→ Task goal:
Only the lines from the one with "Check that every instance of the showroom" to the end of the data below should be given again, exactly, with both ends included and pictures omitted.

→ Records:
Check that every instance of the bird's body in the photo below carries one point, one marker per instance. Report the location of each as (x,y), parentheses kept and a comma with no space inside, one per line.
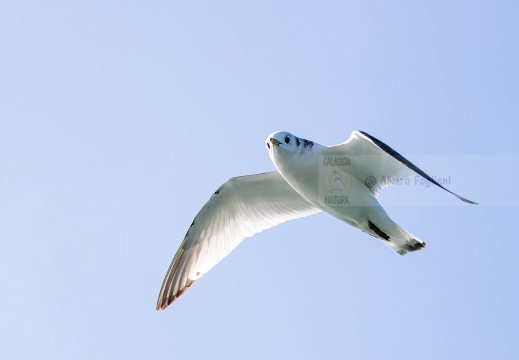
(341,180)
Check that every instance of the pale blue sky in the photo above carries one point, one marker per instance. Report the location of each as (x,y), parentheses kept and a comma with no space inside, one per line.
(119,119)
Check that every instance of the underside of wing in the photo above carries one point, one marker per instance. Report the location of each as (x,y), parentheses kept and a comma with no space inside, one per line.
(240,208)
(377,164)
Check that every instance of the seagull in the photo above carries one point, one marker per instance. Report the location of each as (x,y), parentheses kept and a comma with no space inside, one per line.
(341,180)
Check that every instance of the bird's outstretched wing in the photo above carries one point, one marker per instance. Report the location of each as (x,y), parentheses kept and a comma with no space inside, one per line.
(240,208)
(377,164)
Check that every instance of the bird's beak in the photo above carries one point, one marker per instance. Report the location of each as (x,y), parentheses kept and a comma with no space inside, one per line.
(275,142)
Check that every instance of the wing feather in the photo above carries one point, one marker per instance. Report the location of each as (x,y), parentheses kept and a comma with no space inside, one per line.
(240,208)
(377,164)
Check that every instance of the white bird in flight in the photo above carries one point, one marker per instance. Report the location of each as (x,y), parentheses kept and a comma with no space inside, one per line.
(342,180)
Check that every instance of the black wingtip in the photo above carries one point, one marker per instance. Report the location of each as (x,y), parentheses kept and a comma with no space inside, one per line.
(410,165)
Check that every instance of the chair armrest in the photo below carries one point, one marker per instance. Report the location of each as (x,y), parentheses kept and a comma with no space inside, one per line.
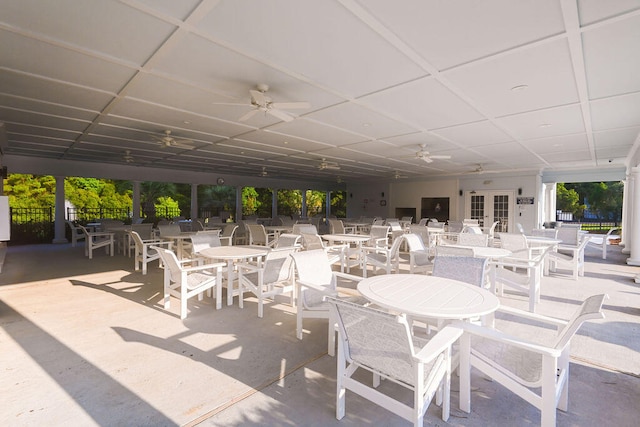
(532,316)
(495,335)
(218,265)
(439,343)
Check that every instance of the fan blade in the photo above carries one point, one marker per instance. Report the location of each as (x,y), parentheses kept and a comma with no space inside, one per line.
(290,105)
(285,117)
(248,115)
(258,97)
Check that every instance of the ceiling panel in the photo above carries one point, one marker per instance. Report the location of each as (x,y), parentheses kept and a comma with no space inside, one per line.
(343,55)
(545,69)
(432,105)
(453,33)
(51,61)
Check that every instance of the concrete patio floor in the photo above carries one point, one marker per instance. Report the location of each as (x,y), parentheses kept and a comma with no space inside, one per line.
(86,342)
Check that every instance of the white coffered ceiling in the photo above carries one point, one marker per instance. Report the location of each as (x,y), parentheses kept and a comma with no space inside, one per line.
(511,85)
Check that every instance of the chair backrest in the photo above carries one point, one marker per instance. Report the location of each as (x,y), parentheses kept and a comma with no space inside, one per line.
(569,235)
(257,234)
(312,242)
(463,268)
(545,232)
(454,226)
(228,230)
(169,229)
(513,241)
(170,262)
(144,230)
(305,228)
(314,267)
(415,242)
(590,309)
(277,265)
(470,239)
(453,250)
(377,232)
(202,241)
(288,240)
(336,226)
(390,351)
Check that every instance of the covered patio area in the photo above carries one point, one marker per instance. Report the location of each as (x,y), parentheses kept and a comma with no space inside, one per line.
(87,342)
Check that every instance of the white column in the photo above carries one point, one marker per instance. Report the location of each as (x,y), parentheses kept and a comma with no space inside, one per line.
(634,222)
(238,204)
(194,201)
(136,201)
(274,203)
(627,212)
(59,215)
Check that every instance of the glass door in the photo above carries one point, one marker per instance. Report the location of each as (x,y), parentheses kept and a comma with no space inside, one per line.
(490,206)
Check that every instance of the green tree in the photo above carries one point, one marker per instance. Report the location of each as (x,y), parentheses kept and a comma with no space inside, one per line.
(568,200)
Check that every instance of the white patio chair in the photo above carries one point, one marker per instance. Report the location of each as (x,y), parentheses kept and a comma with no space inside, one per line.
(259,236)
(520,274)
(569,256)
(524,357)
(472,239)
(97,239)
(386,258)
(315,280)
(335,253)
(226,238)
(286,240)
(76,233)
(185,282)
(601,241)
(143,251)
(382,343)
(418,254)
(273,277)
(304,228)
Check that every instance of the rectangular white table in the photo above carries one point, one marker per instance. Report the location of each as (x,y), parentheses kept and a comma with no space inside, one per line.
(233,254)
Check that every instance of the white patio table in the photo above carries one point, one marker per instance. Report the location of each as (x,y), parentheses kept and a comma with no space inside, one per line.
(233,254)
(357,239)
(429,296)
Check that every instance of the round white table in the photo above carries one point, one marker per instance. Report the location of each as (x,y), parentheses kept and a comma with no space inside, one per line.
(357,239)
(234,254)
(428,296)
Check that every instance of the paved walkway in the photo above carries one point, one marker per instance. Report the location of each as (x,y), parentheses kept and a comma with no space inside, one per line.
(86,342)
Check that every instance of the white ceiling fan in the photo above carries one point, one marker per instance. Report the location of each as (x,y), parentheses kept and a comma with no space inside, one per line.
(324,165)
(261,102)
(169,141)
(424,155)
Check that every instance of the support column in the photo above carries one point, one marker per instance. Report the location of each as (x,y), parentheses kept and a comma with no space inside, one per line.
(136,201)
(194,201)
(274,203)
(626,215)
(634,222)
(59,212)
(304,204)
(238,205)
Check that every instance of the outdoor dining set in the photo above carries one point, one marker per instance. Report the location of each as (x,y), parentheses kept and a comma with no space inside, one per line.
(440,313)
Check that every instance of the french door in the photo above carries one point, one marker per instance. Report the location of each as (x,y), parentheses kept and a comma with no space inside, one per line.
(490,206)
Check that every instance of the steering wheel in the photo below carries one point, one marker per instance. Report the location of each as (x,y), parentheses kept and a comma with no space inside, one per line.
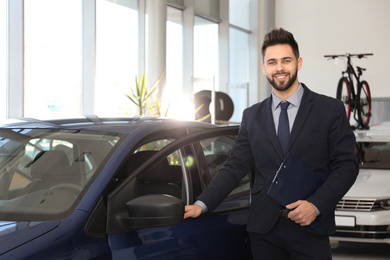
(68,186)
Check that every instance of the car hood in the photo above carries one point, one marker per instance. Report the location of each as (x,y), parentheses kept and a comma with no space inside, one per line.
(15,233)
(371,184)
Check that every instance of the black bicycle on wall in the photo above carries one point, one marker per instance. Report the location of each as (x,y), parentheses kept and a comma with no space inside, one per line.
(359,101)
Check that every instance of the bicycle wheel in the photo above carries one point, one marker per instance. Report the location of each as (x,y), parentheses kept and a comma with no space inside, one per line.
(365,104)
(344,94)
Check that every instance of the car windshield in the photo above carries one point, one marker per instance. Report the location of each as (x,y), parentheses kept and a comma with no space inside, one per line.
(43,173)
(373,155)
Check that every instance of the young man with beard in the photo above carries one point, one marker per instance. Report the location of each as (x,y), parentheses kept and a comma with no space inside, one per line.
(318,134)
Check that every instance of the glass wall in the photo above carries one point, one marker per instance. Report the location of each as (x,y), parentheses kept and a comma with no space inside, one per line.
(239,56)
(52,58)
(238,71)
(55,81)
(116,56)
(3,59)
(174,85)
(205,54)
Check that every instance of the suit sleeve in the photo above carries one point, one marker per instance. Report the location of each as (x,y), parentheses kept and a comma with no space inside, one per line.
(343,165)
(236,167)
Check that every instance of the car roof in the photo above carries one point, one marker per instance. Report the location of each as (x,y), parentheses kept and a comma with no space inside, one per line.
(123,125)
(377,133)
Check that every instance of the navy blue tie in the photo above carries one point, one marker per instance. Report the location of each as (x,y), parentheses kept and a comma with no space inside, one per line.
(283,128)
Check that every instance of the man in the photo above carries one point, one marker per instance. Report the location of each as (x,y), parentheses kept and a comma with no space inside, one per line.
(319,136)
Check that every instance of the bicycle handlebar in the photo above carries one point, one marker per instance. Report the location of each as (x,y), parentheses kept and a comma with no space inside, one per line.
(361,55)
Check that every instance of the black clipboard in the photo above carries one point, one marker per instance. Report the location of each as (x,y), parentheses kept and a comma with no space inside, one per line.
(295,181)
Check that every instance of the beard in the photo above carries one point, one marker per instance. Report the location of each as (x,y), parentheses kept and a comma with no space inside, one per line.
(282,86)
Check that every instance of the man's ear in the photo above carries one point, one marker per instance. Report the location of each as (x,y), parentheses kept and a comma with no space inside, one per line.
(262,66)
(300,63)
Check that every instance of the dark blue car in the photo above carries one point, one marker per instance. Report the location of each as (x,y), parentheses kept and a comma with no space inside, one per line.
(105,188)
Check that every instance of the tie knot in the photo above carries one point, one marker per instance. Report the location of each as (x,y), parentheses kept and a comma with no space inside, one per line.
(284,105)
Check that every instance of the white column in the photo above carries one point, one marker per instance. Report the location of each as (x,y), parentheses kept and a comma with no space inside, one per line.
(15,59)
(89,57)
(223,47)
(188,49)
(157,24)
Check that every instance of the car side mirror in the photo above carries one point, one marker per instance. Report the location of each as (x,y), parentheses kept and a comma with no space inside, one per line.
(153,211)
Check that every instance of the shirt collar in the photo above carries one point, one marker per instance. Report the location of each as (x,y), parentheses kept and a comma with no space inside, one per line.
(294,99)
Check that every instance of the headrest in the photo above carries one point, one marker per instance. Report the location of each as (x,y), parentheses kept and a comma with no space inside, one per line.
(160,172)
(49,163)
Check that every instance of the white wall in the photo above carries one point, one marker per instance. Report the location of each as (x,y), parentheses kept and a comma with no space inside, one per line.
(336,27)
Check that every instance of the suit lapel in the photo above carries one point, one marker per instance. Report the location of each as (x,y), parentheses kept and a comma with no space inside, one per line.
(303,112)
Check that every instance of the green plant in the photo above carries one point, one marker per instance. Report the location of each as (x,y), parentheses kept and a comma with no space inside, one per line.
(141,94)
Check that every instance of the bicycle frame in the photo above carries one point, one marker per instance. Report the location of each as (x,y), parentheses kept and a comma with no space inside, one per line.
(361,106)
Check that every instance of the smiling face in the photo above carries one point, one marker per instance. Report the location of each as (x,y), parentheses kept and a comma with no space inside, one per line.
(281,68)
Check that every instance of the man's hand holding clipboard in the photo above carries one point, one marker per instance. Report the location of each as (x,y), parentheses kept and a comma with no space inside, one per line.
(293,183)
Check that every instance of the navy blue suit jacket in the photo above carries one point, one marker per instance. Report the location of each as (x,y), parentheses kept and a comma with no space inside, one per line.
(321,137)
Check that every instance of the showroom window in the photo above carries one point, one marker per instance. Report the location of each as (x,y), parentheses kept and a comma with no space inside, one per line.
(239,56)
(3,59)
(116,56)
(205,54)
(174,61)
(52,58)
(238,71)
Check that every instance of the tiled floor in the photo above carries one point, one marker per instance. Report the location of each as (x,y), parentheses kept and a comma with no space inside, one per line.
(360,251)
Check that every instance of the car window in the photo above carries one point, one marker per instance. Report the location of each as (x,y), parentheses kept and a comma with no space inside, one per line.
(216,151)
(373,155)
(43,172)
(164,177)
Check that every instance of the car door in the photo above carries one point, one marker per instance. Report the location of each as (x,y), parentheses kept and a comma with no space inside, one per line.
(145,213)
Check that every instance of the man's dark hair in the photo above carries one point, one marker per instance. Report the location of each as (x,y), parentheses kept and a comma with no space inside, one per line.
(279,36)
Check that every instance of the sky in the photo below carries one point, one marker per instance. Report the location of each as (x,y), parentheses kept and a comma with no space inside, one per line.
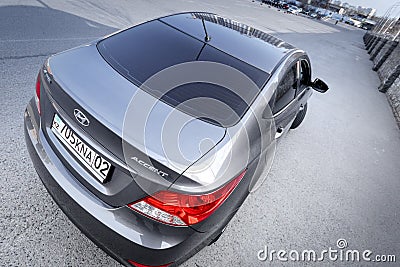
(380,5)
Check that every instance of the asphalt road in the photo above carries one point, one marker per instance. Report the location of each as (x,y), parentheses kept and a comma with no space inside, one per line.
(337,176)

→ Solution to this problem:
Check that every instance of the showroom window in the photo above carries one point, one marker per instance. Report the location of each as (x,y), parentheses kept and a comma with no space inside, one per line.
(239,56)
(3,59)
(116,56)
(205,54)
(174,61)
(52,58)
(238,71)
Check that every instance of the tiled floor in the photo above carries one point, one marker per instance. Report the location of each as (x,y), parentheses kept and a comma with no space inside, one per line.
(360,251)
Check that every instance of the car window in the photo above carries one point, one marker per instance. Report the location of each as (x,y), parentheses kept and a comma with no space inside, one per line.
(216,151)
(373,155)
(43,172)
(164,177)
Check that every instance of the car door in the photo above carries one point, one marker per instance. Report the location of each as (x,y), parentheses kept and a comma with no space inside, one per line.
(145,213)
Check that every instance of the man's dark hair in the photo above carries one point, one marker per instance. Report the location of each as (x,y), parentheses kept and a comma with no space inside, one per line.
(279,36)
Check that every instance of the sky in the photo below carries one point, one marker per instance. Report the location of each as (x,y), parentheses kept and a comma with no space inside, one per line.
(380,5)
Check that every instance of the asphalt road in the photo above carries one point, one marker per instance. Report the location of each as (x,y), parentheses kept and a comma with no space inside, one per line.
(337,176)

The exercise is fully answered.